An Indian charity is using big data to pinpoint human trafficking hot spots in a bid to prevent vulnerable women and girls vanishing from high-risk villages into the sex trade.

My Choices Foundation uses specially designed technology to identify those villages that are most at risk of modern slavery, then launches local campaigns to sound the alarm.

“The general Indian public is still largely unaware that trafficking exists, and most parents have no idea that their children are actually being sold into slavery,” said Elca Grobler, the founder of My Choices Foundation.

“That’s why grass-roots awareness and education at the village level is so important to ending the human traffic trade,” Grobler said in a statement released late Tuesday.

The analytics tool — developed by Australian firm Quantium — uses a range of factors to identify the most dangerous villages.

It draws on India’s census, education and health data and factors such as drought risk, poverty levels, education and job opportunities to identify vulnerable areas.

- [Data supplied]:

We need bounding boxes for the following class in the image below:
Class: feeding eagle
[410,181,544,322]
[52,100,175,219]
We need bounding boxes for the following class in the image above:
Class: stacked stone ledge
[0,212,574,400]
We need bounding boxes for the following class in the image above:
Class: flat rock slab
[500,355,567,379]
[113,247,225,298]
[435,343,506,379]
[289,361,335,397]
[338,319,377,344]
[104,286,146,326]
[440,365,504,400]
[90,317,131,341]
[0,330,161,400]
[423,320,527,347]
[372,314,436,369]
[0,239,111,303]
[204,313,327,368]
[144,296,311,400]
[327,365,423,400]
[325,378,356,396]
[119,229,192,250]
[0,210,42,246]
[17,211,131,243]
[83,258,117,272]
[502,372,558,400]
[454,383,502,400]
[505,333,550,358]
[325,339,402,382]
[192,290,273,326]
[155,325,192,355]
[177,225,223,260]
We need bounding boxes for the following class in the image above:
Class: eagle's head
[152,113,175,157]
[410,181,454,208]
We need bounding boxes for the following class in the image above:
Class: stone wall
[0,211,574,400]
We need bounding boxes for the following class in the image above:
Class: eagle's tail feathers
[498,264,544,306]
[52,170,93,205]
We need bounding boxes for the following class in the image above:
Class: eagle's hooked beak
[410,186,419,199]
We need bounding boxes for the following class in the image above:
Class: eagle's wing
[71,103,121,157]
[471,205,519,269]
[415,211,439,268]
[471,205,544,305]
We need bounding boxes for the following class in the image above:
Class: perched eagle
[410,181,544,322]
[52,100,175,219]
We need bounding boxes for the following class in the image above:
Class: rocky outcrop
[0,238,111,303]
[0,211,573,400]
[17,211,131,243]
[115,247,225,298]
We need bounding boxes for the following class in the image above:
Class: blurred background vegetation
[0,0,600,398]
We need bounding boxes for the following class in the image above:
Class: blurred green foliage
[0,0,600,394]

- [Task description]: Translate this sentence from the article on trafficking hot spots into Spanish: "The analytics tool — developed by Australian firm Quantium — uses a range of factors to identify the most dangerous villages."

- [Task response]: La herramienta analítica —desarrollada por la empresa australiana Quantium— utiliza una serie de factores para identificar las aldeas más peligrosas.